Reproduce the listing word for word. Skip any image.
*****
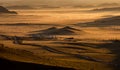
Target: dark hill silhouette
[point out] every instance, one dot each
(20, 7)
(57, 31)
(4, 10)
(15, 65)
(106, 9)
(104, 22)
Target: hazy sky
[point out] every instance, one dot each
(58, 2)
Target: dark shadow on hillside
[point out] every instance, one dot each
(14, 65)
(114, 47)
(53, 50)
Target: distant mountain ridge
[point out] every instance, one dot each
(4, 10)
(57, 31)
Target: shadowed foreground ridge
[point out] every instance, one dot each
(14, 65)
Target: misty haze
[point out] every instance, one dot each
(60, 35)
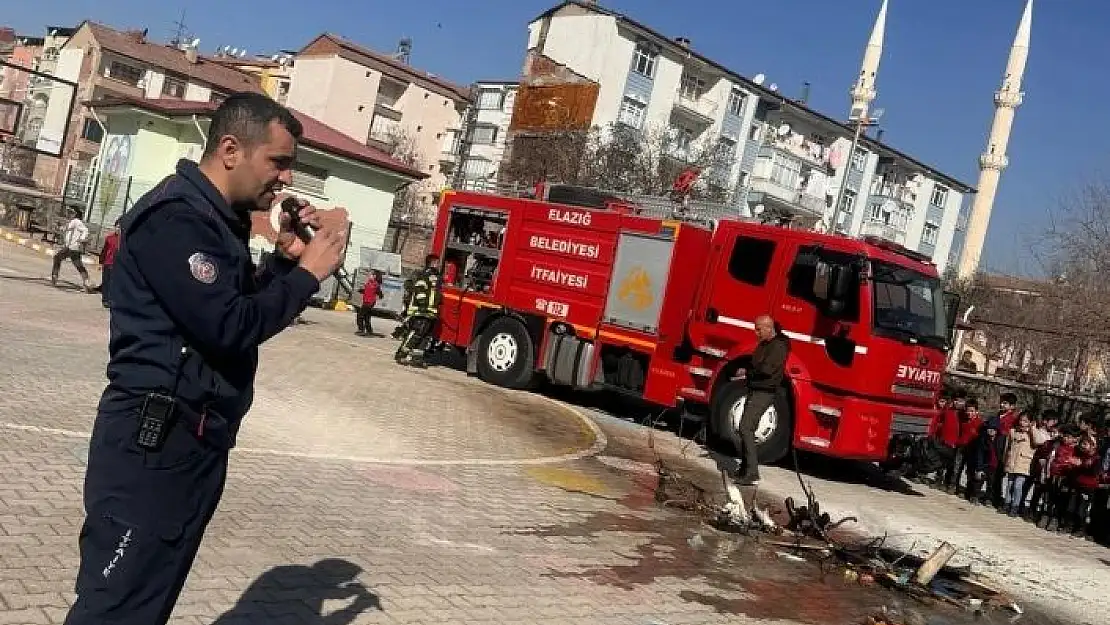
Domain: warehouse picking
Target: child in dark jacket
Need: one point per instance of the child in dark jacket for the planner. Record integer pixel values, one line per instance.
(985, 463)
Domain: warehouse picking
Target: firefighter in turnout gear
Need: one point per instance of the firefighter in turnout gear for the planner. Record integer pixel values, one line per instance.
(421, 314)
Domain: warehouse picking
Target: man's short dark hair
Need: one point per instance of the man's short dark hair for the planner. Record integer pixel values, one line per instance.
(246, 117)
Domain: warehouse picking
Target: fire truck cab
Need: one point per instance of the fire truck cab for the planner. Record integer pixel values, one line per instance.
(592, 293)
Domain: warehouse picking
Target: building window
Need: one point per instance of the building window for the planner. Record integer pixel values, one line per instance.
(92, 131)
(384, 129)
(632, 112)
(692, 87)
(930, 233)
(786, 172)
(484, 134)
(847, 205)
(491, 99)
(173, 87)
(643, 60)
(309, 178)
(858, 160)
(125, 73)
(881, 212)
(750, 260)
(736, 102)
(939, 197)
(476, 168)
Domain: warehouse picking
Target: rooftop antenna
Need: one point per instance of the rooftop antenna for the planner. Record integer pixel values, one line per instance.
(404, 50)
(181, 33)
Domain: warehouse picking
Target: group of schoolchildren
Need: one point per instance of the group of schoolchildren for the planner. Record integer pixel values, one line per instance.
(1053, 474)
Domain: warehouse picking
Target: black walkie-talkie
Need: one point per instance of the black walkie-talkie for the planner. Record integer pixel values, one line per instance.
(304, 232)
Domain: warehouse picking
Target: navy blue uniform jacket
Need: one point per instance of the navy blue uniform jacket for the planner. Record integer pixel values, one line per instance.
(190, 309)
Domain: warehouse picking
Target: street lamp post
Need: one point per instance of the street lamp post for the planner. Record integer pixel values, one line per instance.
(861, 122)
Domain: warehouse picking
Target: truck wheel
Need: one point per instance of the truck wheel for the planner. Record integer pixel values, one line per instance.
(506, 354)
(775, 431)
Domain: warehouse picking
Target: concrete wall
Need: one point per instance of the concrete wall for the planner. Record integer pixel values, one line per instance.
(157, 144)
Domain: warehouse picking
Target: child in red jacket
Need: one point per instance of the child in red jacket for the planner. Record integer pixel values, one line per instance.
(1085, 482)
(970, 424)
(107, 260)
(371, 291)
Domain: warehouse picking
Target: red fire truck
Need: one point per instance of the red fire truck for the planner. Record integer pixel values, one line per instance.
(591, 292)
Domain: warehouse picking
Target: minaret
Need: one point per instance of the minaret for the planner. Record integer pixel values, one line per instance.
(994, 160)
(863, 92)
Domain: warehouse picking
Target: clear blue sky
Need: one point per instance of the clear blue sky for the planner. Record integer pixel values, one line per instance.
(941, 63)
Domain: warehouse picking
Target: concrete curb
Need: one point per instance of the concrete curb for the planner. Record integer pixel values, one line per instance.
(41, 248)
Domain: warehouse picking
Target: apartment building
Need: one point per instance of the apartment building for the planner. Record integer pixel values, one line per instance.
(482, 147)
(787, 161)
(274, 71)
(382, 100)
(108, 62)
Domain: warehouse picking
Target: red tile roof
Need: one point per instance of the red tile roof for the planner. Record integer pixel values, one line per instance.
(360, 54)
(134, 46)
(316, 133)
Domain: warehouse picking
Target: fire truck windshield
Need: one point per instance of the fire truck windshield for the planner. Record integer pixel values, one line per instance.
(908, 305)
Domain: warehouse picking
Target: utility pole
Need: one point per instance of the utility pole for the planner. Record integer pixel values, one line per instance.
(861, 122)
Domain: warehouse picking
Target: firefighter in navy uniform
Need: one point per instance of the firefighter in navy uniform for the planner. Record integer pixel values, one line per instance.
(422, 314)
(189, 313)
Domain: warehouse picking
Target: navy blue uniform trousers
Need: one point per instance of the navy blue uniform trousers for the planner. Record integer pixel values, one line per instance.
(147, 513)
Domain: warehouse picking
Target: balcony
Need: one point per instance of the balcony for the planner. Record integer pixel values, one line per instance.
(876, 228)
(900, 193)
(448, 155)
(765, 190)
(699, 109)
(808, 152)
*****
- Output of the exercise -
Target: dark hill silhouette
[point out] every instance, one dot each
(20, 7)
(57, 31)
(4, 10)
(15, 65)
(106, 9)
(104, 22)
Target: hazy sky
[point out] every instance, one dot each
(58, 2)
Target: dark shadow on hillside
[point out] every instance, one dot each
(14, 65)
(114, 47)
(53, 50)
Target: distant mountain ridge
[point out] every instance, one dot each
(4, 10)
(57, 31)
Target: shadowed foreground ridge
[point out] every instance, one dot each
(14, 65)
Target: misty haze
[point out] every instance, one dot each
(60, 35)
Domain: warehouse picking
Target: child in dark jacket
Need: one point per instance of the child in dark jacket for the planner. Record integer pixel values, one line per instance.
(985, 463)
Domain: warehouse picking
Target: firefighter in turnout gear
Need: one point per instance of the firefighter in turnout gear for the planner. Record integer pixel values, one line per instance.
(421, 314)
Domain: warehouse picking
Target: man's short dark hair
Need: one point per instance of the man's short dark hair for the planner. Record integer pixel values, one line per instance.
(246, 117)
Domain: warehouse picking
Target: fire truck cab
Need: one point per instance of the fire truck cab for the planner. Record integer pixel values, one line per instance.
(592, 293)
Domain: warehouse picking
Target: building window
Need: one point per instance of the building window for the planner. Record integer pixel values, one line per instance.
(92, 131)
(384, 129)
(632, 112)
(692, 87)
(930, 233)
(786, 172)
(484, 134)
(847, 205)
(491, 99)
(173, 87)
(643, 60)
(309, 178)
(858, 160)
(125, 73)
(881, 212)
(750, 260)
(736, 102)
(939, 197)
(476, 168)
Domain: warehouse picking
Target: rooftop antenna
Need: one point per instance of the rooftop antenna for the planner. Record integer pixel values, one line per instance.
(404, 50)
(181, 33)
Domain: warehouse picking
Target: group of schoolchildren
Need: one point per instance of the group of schoolchildren for the planner. Record integer pixel values, one line per instance.
(1053, 474)
Domain: warehouse picking
Target: black walkie-talkie
Need: one point per instance of the black walkie-talkie for the planner. Record integer pixel values, one line per instance.
(304, 232)
Domain: warehouse picking
Target: navy blue uniform jacket
Need: one point per instance of the navy blue uniform jacket for the planner. Record integer pixel values, one line per instance.
(190, 309)
Domain: warehouse picking
Target: street lamp post
Need: one point per instance of the street lamp post for the planner. Record integer pixel values, one line per instance.
(861, 122)
Domain: warehouse picking
Target: truck wheel
Need: one point per instance of the truck wheel for the planner. Record integer pixel values, one line per instance.
(506, 354)
(775, 431)
Domain: warehouse picking
Target: concrete wall
Need: one point per instance of the concrete wall for the planner. Record integer pixel values, one line per instance.
(157, 144)
Domain: warehouse picking
Target: child in red jacket
Need: one point per instance of the child in red jacket for the planner. Record integer pixel values, one line per instance.
(1085, 482)
(970, 424)
(107, 260)
(371, 291)
Domain: warehouse picking
Target: red fire truck
Need: one point per instance of the red fire truck for the planner. Record integer pixel values, one line per instance.
(591, 292)
Domain: warehouse picking
Target: minaret
Need: one point per instance of the minaret for the planner. Record integer pixel values, one line per instance.
(994, 160)
(863, 92)
Domain: warehouse picking
Target: clear blue sky
Need: one point per instance of the clear blue sky for the planner. Record integer pixel values, one line per instance.
(941, 63)
Domain: warehouse picking
Target: concrete curb
Need: one point per instance of the concrete curb for the planner. Record integer pixel values, one line per instance.
(41, 248)
Domain: warehouse picking
Target: apartment building
Need: one point per instance of the apartment building for the planner. Record integer pixel values, one line per instance.
(482, 147)
(787, 161)
(274, 71)
(382, 100)
(108, 62)
Domain: warehouse picking
Target: red tile roof
Need: one point per instance of the red tile roof for the planner. Record integer pixel values, one line per instance.
(360, 54)
(134, 46)
(316, 133)
Domain: warehouse picking
Target: fire truck windshield
Need: one point per instance of the fire truck windshield for the planner. Record integer pixel values, one line per instance.
(908, 305)
Domain: warehouse picking
Target: utility pole
Need: one point per instance of the utility pole for the planner. Record integer pixel values, one line per instance.
(861, 122)
Domain: warehouse picking
Target: firefighter in navy uniform
Need: one point per instance of the firefighter in navy uniform for the planner. Record integer pixel values, one line per instance.
(422, 314)
(189, 313)
Domain: warehouse picking
Target: navy blue uniform trousers
Need: one point per instance of the navy blue uniform trousers for the planner. Record integer pixel values, one line per instance.
(147, 513)
Domain: warehouse picking
Target: balcony
Need: one point per instance of the balcony for the planner. Record integer pixel values, one line per instance.
(876, 228)
(900, 193)
(448, 155)
(765, 190)
(699, 109)
(808, 152)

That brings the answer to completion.